Saved data entries
━━━━━━━━━━━━━━━━━━━━━━━━━━━━━━

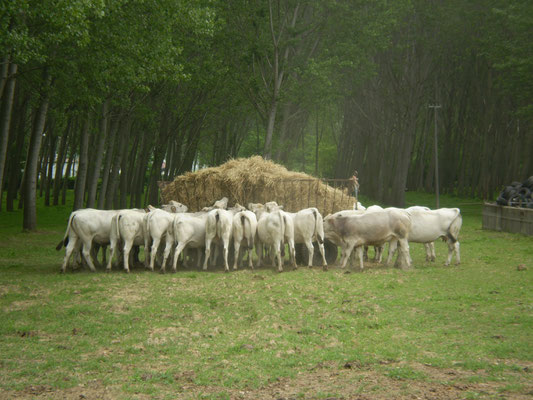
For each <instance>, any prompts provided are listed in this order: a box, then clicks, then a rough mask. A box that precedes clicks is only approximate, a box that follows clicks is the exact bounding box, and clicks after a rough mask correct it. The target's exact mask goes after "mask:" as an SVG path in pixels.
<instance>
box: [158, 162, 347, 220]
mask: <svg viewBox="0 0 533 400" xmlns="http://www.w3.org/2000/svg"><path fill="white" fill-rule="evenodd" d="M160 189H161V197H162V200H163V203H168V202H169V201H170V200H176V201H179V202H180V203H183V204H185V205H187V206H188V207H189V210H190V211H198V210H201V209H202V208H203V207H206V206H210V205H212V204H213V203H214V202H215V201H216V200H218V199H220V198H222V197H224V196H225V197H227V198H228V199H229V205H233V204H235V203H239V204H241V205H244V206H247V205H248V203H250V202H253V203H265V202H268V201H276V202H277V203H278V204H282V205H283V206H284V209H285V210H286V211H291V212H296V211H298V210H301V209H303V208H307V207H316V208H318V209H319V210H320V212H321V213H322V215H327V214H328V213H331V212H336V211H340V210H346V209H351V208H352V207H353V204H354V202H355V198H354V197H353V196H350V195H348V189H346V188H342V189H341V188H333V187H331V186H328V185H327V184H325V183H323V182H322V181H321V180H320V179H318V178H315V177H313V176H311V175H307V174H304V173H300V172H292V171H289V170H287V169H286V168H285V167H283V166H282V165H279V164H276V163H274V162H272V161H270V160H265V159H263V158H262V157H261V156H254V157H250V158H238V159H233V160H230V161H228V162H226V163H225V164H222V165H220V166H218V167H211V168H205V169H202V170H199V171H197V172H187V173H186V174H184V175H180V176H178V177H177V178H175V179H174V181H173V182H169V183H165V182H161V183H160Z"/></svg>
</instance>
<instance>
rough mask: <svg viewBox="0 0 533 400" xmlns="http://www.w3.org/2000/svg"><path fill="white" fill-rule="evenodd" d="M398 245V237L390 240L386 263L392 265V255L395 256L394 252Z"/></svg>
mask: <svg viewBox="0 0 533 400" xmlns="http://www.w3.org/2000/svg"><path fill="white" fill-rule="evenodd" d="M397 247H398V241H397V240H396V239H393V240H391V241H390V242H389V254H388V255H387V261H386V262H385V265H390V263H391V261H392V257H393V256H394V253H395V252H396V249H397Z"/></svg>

━━━━━━━━━━━━━━━━━━━━━━━━━━━━━━

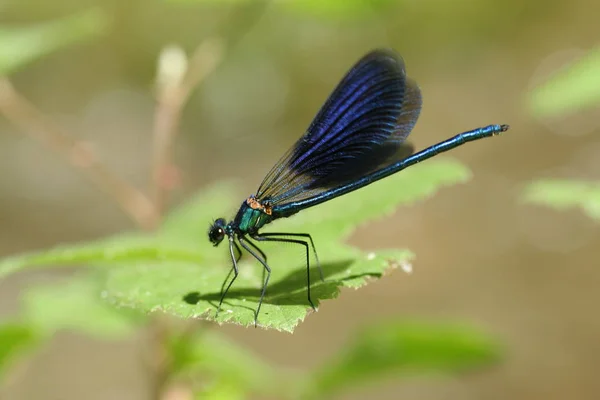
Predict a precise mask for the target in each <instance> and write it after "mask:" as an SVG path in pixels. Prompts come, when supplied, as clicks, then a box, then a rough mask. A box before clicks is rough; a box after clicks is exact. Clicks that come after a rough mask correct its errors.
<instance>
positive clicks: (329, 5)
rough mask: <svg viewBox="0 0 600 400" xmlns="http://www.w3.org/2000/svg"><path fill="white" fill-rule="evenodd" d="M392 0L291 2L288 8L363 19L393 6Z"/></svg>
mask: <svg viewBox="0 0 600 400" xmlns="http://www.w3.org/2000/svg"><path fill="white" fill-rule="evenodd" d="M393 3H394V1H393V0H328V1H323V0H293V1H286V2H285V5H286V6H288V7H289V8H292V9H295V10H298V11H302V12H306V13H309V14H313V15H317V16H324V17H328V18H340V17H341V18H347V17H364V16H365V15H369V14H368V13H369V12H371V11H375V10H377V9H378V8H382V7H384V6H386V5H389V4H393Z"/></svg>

━━━━━━━━━━━━━━━━━━━━━━━━━━━━━━

Directions
Repeat the lines between the one containing "For each <instance>, any" and the one containing "box: [158, 162, 347, 220]", inclusive.

Solution to this problem
For each <instance>, any prompts provided are listed in this order: a box, then clicks, then a rough mask. A box that precedes clicks is only approximate, a box that follows clicks is the exact bounding box, and clicks after a rough mask correct it. The target's exact mask goes after "mask:" as an SVG path in pixels.
<instance>
box: [158, 162, 347, 220]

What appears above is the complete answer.